● AUFGABEN
- a) Fasse im Artikel über Merkels Kanzlerschaft den Absatz, der mit dem Zitat „Sie kennen mich“ beginnt, als kurze Liste zusammen. Die wichtigsten Fakten müssen erhalten bleiben.
- b) Schreibe aus dem Artikel über Merkels Kanzlerschaft den Abschnitt von „Zwei ungewöhnliche Zugänge“ bis einschließlich „sehr unterschiedlich aus.“ wortgleich ab.

Ende der Ära Angela Merkel:Mosaik aus Macht und Menschlichkeit

Wahlkampf Berlin

Die Raute, 70 auf 20 Meter, 2013 am Berliner Hauptbahnhof: Das Bild setzte sich zusammen aus 2150 Einzelbildern, die die Hände von CDU-Unterstützern zeigten.

(Foto: Bernd von Jutrczenka/dpa)

Zwei ungewöhnliche Zugänge zu Merkels Kanzlerschaft: Torsten Körner bastelt ein Potpourri aus Anekdoten, Peter Zudeick schaut auf das Ende aller deutschen Kanzler - das Urteil der Autoren fällt sehr unterschiedlich aus.

Von Robert Probst

"Sie kennen mich", sprach die Kanzlerin im Jahr 2013 in die deutschen Wohnzimmer hinein. Das stimmte irgendwie, sie regierte ja schon acht Jahre lang. Andererseits stimmte es natürlich gar nicht, denn auch jetzt - wieder acht Jahre später - können nicht viele von sich behaupten, Angela Merkel zu kennen. Nun steht ihr selbstgewählter Abschied von der Macht kurz bevor. Olaf Scholz begehrt Einlass ins Kanzleramt. Und die Exegeten arbeiten an den politischen Nachrufen auf die erste Frau mit Richtlinienkompetenz.

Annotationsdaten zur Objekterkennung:
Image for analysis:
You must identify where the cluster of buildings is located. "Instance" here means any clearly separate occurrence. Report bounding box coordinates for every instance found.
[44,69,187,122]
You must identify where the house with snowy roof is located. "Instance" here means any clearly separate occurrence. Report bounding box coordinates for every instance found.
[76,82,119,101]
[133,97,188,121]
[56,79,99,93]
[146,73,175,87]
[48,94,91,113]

● LÖSUNGEN DER REIHE NACH
- a)
- 2013 sagte die Kanzlerin „Sie kennen mich“ in die deutschen Wohnzimmer hinein. Damals regierte sie schon acht Jahre.
- Auch acht Jahre später können nicht viele behaupten, Angela Merkel zu kennen.
- Ihr selbstgewählter Abschied von der Macht steht kurz bevor.
- Olaf Scholz will ins Kanzleramt.
- Die Exegeten arbeiten an politischen Nachrufen auf die erste Frau mit Richtlinienkompetenz.

- b)
Zwei ungewöhnliche Zugänge zu Merkels Kanzlerschaft: Torsten Körner bastelt ein Potpourri aus Anekdoten, Peter Zudeick schaut auf das Ende aller deutschen Kanzler - das Urteil der Autoren fällt sehr unterschiedlich aus.